Start of Data section

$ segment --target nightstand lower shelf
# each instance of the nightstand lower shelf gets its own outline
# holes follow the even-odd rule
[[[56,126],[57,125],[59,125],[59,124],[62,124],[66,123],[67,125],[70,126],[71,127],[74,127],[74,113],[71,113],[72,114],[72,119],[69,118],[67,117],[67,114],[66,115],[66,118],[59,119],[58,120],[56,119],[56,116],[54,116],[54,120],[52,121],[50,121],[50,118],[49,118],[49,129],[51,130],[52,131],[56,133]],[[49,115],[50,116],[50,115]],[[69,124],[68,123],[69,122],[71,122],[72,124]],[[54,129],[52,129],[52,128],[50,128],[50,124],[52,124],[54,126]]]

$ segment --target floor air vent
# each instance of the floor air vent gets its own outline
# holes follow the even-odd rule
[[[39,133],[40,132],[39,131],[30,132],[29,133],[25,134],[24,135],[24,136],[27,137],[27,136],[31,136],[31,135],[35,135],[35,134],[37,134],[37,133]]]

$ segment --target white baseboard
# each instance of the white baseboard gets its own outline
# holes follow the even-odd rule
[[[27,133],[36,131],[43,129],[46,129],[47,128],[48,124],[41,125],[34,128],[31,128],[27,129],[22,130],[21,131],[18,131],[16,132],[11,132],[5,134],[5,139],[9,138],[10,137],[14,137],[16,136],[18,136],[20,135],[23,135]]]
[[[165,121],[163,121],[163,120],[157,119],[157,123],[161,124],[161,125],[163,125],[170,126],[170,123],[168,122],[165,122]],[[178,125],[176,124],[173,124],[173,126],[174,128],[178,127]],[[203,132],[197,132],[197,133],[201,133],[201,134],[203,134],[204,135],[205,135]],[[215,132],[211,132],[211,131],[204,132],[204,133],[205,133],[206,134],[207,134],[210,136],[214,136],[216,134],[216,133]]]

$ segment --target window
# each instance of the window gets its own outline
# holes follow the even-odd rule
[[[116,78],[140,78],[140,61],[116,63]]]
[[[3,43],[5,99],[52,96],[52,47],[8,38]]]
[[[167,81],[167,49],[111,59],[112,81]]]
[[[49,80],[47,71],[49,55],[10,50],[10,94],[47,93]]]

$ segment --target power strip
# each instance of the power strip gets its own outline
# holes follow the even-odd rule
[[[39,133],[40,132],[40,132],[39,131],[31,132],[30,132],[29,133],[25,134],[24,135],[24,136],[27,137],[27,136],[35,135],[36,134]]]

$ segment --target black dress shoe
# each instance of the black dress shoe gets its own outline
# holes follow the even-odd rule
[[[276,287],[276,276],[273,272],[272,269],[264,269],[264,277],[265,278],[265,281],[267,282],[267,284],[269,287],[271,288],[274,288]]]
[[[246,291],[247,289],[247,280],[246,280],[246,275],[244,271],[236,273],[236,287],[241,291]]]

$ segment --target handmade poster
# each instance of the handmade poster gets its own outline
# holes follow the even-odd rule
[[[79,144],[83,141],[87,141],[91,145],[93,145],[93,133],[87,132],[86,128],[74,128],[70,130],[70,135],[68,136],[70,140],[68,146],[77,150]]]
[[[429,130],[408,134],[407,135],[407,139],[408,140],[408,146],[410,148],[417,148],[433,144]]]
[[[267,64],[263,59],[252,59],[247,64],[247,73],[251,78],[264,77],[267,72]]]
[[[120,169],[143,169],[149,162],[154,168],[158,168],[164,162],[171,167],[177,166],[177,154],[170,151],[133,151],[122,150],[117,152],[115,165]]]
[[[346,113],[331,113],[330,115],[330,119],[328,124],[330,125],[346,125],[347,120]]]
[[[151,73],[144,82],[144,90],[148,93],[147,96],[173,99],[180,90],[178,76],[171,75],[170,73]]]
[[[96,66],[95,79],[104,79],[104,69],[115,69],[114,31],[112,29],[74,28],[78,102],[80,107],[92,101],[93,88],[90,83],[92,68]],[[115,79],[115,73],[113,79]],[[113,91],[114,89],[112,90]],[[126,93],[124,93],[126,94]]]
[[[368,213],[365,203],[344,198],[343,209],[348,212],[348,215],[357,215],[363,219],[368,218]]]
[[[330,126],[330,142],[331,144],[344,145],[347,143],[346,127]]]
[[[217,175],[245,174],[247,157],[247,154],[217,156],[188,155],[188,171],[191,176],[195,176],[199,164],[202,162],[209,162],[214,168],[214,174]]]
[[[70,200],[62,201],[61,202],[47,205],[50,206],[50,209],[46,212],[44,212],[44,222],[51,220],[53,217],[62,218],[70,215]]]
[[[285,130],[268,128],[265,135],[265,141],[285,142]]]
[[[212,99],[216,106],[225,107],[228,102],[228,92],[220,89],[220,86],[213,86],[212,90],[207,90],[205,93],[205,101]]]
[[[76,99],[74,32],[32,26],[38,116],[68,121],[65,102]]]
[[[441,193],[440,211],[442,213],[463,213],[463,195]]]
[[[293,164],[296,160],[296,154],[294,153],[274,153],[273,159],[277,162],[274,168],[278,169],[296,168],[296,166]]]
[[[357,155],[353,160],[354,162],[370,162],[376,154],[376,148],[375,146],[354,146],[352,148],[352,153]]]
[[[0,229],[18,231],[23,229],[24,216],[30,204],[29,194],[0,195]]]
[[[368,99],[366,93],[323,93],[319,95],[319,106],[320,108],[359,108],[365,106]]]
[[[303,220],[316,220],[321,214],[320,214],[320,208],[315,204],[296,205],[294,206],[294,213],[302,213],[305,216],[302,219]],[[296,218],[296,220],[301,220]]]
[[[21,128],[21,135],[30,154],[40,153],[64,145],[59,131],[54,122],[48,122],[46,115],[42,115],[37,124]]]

End of Data section

> _Task objective_
Please reproduce all of the entries above line for line, with no changes to any character or to their order.

> _Exercise answer_
$ segment --target nightstand lower shelf
# each instance of the nightstand lower shelf gets its own outline
# holes follow the even-odd rule
[[[56,126],[57,125],[59,125],[59,124],[62,124],[66,123],[67,125],[70,126],[71,127],[74,127],[74,113],[71,113],[72,114],[72,119],[69,118],[67,117],[67,114],[66,115],[66,118],[59,119],[58,120],[56,119],[56,116],[54,116],[54,120],[52,121],[50,121],[50,118],[49,118],[49,129],[51,130],[52,131],[56,133]],[[49,115],[50,116],[50,115]],[[69,124],[68,123],[69,122],[71,122],[72,124]],[[54,129],[52,129],[52,128],[50,128],[50,124],[52,124],[54,126]]]

$ segment --target floor air vent
# each instance of the floor air vent gets its own outline
# holes follow the even-odd rule
[[[39,133],[40,132],[39,131],[30,132],[29,133],[25,134],[24,135],[24,136],[27,137],[27,136],[31,136],[31,135],[35,135],[35,134],[37,134],[37,133]]]

$ segment --target white baseboard
# each instance of the white baseboard gets its own outline
# holes follow the even-odd rule
[[[27,133],[36,131],[43,129],[46,129],[47,128],[48,124],[41,125],[34,128],[31,128],[27,129],[22,130],[21,131],[18,131],[16,132],[11,132],[5,134],[5,139],[9,138],[10,137],[14,137],[16,136],[18,136],[20,135],[23,135]]]
[[[165,121],[163,121],[163,120],[157,119],[157,123],[161,124],[161,125],[163,125],[170,126],[170,123],[168,122],[165,122]],[[178,125],[176,124],[173,124],[173,126],[174,128],[178,127]],[[203,132],[197,132],[197,133],[201,133],[201,134],[203,134],[204,135],[205,135]],[[215,132],[211,132],[211,131],[204,132],[204,133],[205,133],[206,134],[207,134],[210,136],[214,136],[216,134],[216,133]]]

$ segment --target window
# each instance of the window gets its own outline
# holes follow the even-odd rule
[[[116,78],[140,78],[140,61],[116,63]]]
[[[3,43],[5,99],[52,96],[52,47],[8,38]]]
[[[167,81],[167,49],[111,59],[112,81]]]
[[[49,80],[47,71],[49,55],[10,50],[10,94],[47,93]]]

$ segment --target power strip
# each instance of the power strip gets its own outline
# holes follow the even-odd rule
[[[39,133],[40,132],[40,132],[39,131],[31,132],[30,132],[29,133],[25,134],[24,135],[24,136],[27,137],[27,136],[35,135],[36,134]]]

$ segment --target black dress shoe
# each instance of the black dress shoe gets its own outline
# holes follow the even-odd rule
[[[276,287],[276,276],[273,272],[272,269],[264,269],[264,277],[265,278],[265,281],[267,282],[267,284],[269,287],[271,288],[274,288]]]
[[[246,291],[247,289],[247,280],[246,280],[246,275],[244,271],[236,273],[236,287],[241,291]]]

$ segment --target handmade poster
# each instance of the handmade poster gets its own outline
# holes follow the even-odd rule
[[[79,144],[83,141],[87,141],[91,145],[93,145],[93,133],[87,132],[86,128],[74,128],[70,130],[70,135],[68,136],[70,140],[68,146],[77,150]]]
[[[429,130],[408,134],[407,135],[407,139],[408,140],[408,146],[410,148],[417,148],[433,144]]]
[[[267,64],[263,59],[252,59],[247,64],[247,73],[251,78],[264,77],[267,72]]]
[[[120,169],[143,169],[149,162],[154,168],[158,168],[164,162],[171,167],[177,166],[177,154],[170,151],[133,151],[122,150],[117,152],[115,165]]]
[[[346,113],[331,113],[330,115],[330,119],[328,124],[330,125],[346,125],[347,120]]]
[[[151,73],[144,82],[144,90],[148,93],[147,96],[173,99],[180,90],[178,76],[171,75],[170,73]]]
[[[96,66],[95,79],[104,79],[104,69],[115,69],[114,31],[112,29],[74,28],[78,102],[80,107],[92,101],[93,88],[90,83],[92,68]],[[115,79],[115,73],[113,79]],[[113,91],[114,89],[112,90]],[[126,93],[124,93],[126,94]]]
[[[368,213],[365,203],[344,198],[343,209],[348,212],[348,215],[357,215],[363,219],[368,218]]]
[[[330,126],[330,142],[331,144],[344,145],[347,143],[346,127]]]
[[[217,175],[245,174],[247,157],[247,154],[217,156],[188,155],[188,171],[191,176],[195,176],[199,164],[202,162],[209,162],[214,168],[214,174]]]
[[[70,200],[62,201],[61,202],[47,205],[50,206],[50,209],[46,212],[44,212],[44,222],[51,220],[53,217],[62,218],[70,215]]]
[[[285,130],[268,128],[265,135],[265,141],[285,142]]]
[[[212,99],[216,106],[225,107],[228,102],[228,92],[220,89],[220,86],[213,86],[212,90],[207,90],[205,93],[205,101]]]
[[[76,99],[74,32],[32,26],[38,116],[68,121],[65,102]]]
[[[441,193],[440,211],[442,213],[463,213],[463,195]]]
[[[293,164],[296,160],[296,154],[294,153],[274,153],[273,159],[277,162],[274,168],[278,169],[296,168],[296,166]]]
[[[357,155],[353,160],[354,162],[370,162],[376,154],[376,148],[375,146],[354,146],[352,148],[352,153]]]
[[[0,229],[18,231],[23,229],[24,216],[30,204],[29,194],[0,195]]]
[[[368,99],[366,93],[323,93],[319,95],[319,106],[320,108],[359,108],[365,106]]]
[[[303,220],[316,220],[321,214],[320,214],[320,208],[315,204],[296,205],[294,206],[294,213],[302,213],[305,216],[302,219]],[[296,218],[296,220],[301,220]]]
[[[21,128],[21,135],[30,154],[40,153],[64,145],[59,131],[54,122],[48,122],[46,115],[42,115],[37,124]]]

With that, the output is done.